• **Data records**
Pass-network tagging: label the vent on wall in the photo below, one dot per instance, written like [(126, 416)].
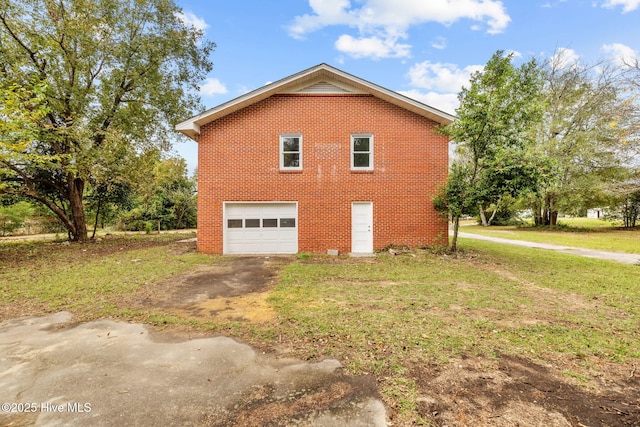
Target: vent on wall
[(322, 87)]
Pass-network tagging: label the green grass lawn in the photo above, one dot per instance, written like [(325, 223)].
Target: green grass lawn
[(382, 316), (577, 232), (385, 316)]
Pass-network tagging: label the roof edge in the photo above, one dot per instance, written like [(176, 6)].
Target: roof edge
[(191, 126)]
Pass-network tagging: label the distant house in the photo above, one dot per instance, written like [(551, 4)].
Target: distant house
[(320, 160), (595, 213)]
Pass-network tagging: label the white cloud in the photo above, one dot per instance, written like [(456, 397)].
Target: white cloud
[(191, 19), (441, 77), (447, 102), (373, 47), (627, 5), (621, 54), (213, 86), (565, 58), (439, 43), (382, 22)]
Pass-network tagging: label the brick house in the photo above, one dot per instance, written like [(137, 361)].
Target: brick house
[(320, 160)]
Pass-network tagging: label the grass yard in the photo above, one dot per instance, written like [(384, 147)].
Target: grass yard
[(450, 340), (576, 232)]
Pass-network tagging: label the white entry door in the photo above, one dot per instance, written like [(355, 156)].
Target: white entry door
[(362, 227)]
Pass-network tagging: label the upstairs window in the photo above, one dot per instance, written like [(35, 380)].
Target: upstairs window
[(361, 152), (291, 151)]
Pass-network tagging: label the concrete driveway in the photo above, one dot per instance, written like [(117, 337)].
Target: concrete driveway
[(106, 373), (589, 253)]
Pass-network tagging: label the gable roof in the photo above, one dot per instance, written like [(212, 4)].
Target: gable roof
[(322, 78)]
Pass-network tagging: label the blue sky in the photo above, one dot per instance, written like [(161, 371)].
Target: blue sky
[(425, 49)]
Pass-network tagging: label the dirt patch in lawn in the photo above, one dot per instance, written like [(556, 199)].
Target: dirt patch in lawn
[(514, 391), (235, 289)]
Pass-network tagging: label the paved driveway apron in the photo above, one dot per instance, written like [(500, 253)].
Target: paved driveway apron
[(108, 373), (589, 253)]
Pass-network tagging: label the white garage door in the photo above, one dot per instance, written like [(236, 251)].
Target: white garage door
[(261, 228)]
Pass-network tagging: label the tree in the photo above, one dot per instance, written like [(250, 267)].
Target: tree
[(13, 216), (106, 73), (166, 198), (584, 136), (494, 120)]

• **What is being asked**
Print the records again exactly, pictures excluded.

• **Output for this task**
Pass-network tagging: label the vent on wall in the photo below, one dot per instance, written like [(126, 416)].
Target: vent on wall
[(322, 87)]
Pass-network tagging: label the green grass lawn in the photo above, one dot per instance, written like [(325, 223)].
Target: green grass lawn
[(382, 316), (577, 232), (385, 316)]
Pass-network tagging: label the roof edge in the photo above, one dot per instance, written like [(176, 6)].
Target: roof edge
[(191, 126)]
Pass-network tagging: label the distant house in the photo above, one dot per instance, written like [(551, 4)].
Target: distant house
[(320, 160), (595, 213)]
Pass-network tagging: label the white cloud in the photo above, one dot per instance, written like [(456, 397)].
Target: white cloud
[(191, 19), (441, 77), (447, 102), (373, 47), (627, 5), (621, 54), (213, 86), (565, 58), (439, 43), (382, 22)]
Pass-network tagging: label the brick house in the photo above, one dot per instance, written like [(137, 361)].
Target: brick house
[(320, 160)]
Pass-network tagging: label the grass yard in the photo above, one dot per instance, written like [(384, 147)].
Target: grass yard
[(450, 340), (576, 232)]
Pass-network tagging: label the white entry door in the photo above, one dot per instance, written like [(355, 156)].
Target: white entry door
[(362, 227)]
Pass-network tagging: label the upstairs window in the photo above, one dot per instance, written like [(35, 380)].
Target: upstairs window
[(361, 152), (291, 151)]
Pass-network tagging: label the concrete driveway in the photo above, one dot per instance, written like [(117, 337)].
Target: concrete driveway
[(106, 373), (589, 253)]
Pass-network tagging: label the gable roof in the photo above, one dot per instance, written like [(212, 4)].
Target: gable roof
[(322, 78)]
Pass-network tagging: label the blue sky in the photo above, one dot per instance, written like [(161, 371)].
Target: blue sky
[(425, 49)]
Pass-network tagging: label the dirt patch in lawn in the photo above, one dot per instance, written like [(556, 199)].
Target: dirt patch in lawn
[(514, 391), (235, 289)]
Pass-network tagging: label the paved driveway apron in the photo above, one dot per instance, written like [(500, 253)].
Target: paved driveway apron
[(108, 373), (589, 253)]
Pass-network tagging: label the white garage door in the photo above, one dot per instance, written like [(236, 251)].
Target: white garage door
[(261, 228)]
Pass-network tagging: label the tree in the photo above, one dot per instance, written like [(250, 267)].
Target: tree
[(13, 216), (106, 73), (166, 198), (584, 136), (494, 120)]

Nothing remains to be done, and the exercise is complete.